▶ _Set exercise A_: Summarize the power-supply design post in two sentences.
▶ _Set exercise B_: Please transcribe the stretch of the power-supply design post from "2 - Some voltage" through "at low currents?".

-- Selected passage start --

I am designing a rather complex (for me!) system to power an FPGA and several other ICs. (Total of 11 voltages.)  In order to simplify things as much as possible I used only modular components (LTM4644, LTM4623) and LDOs (LT3045, ADP7157).  I hope that experienced designers out there can steer me away from making foolish mistakes in designing and implementing this system.  I could find no general guidelines about this topic on the web.  I am open to any advice you have based on your experiences.

I have studied the data sheets for these components as well as purchased demo boards for them. Studying the schematics and layout of the demo boards was very useful and triggered some of the questions that I am asking here.

General questions from a novice:

1 - Each power component datasheet specifies minimum input and output capacitance values to assure stability.  Layout guidelines place these caps close to the input and output pins. Can I keep these values and placement when I piece together the circuit elements into the final circuit?  Is there a concern about placing power components too close together - i.e will they interact?  For example, a LT3045 powered from the output of the LTM4644; or multiple LT3045s powered from the same rail.  Is there a some rule of thumb for spacing these apart?

2 - Some voltage rails (especially on the LDOs) will draw currents much less than the specified output of the component.  As a safety measure, should I design in a load resistor to these rails that I can populate in case there are problems at low currents?

-- Selected passage end --
-- Data listing start --

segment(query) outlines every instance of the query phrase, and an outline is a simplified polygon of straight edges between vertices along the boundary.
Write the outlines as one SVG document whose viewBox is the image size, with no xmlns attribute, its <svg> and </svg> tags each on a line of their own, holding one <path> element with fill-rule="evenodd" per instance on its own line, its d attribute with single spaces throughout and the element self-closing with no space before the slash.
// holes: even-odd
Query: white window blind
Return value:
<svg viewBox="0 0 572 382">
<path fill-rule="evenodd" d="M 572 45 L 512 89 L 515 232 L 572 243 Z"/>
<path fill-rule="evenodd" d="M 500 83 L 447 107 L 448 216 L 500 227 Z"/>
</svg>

-- Data listing end --

▶ _Correct result A_: The writer is designing a system with 11 voltages to power an FPGA and several other ICs, using only modular components (LTM4644, LTM4623) and LDOs (LT3045, ADP7157), and asks experienced designers for advice because no general guidelines could be found on the web. The questions include whether each component's datasheet capacitance values and placement still hold in the combined circuit, whether power components placed close together will interact, and whether to design in a load resistor for rails that draw much less current than the component's rated output.

▶ _Correct result B_:
2 - Some voltage rails (especially on the LDOs) will draw currents much less than the specified output of the component.  As a safety measure, should I design in a load resistor to these rails that I can populate in case there are problems at low currents?